GOAL >>
Extract the final stretch of the data: the line that contains "Task: Where can the pile" and every line after it, unaltered, and no other lines.
## Start RECORDS SHOWN
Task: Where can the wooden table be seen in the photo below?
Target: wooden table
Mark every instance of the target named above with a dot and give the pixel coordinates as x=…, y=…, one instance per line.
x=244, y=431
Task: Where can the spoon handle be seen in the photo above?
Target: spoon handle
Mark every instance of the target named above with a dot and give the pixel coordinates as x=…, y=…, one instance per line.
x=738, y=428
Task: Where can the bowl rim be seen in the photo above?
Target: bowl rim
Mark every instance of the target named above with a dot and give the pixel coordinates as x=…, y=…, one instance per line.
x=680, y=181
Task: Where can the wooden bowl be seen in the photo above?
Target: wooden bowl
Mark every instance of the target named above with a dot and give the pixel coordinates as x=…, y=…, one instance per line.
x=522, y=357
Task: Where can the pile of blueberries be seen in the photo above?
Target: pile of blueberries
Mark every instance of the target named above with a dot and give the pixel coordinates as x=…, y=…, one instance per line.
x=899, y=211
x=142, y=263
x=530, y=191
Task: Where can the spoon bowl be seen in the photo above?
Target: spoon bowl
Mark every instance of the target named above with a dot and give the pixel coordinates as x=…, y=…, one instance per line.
## End RECORDS SHOWN
ANSWER TO THIS TASK >>
Task: Where can the pile of blueberries be seen in the photo above?
Target: pile of blueberries
Mark every instance of the target named above with a dot and give the pixel coordinates as x=…, y=…, one instance per line.
x=899, y=211
x=142, y=263
x=530, y=191
Task: Where can the spoon bowl be seen in the photo above?
Target: spoon bowl
Mark every instance of the target named above with a dot and give the pixel coordinates as x=…, y=…, one instance per line.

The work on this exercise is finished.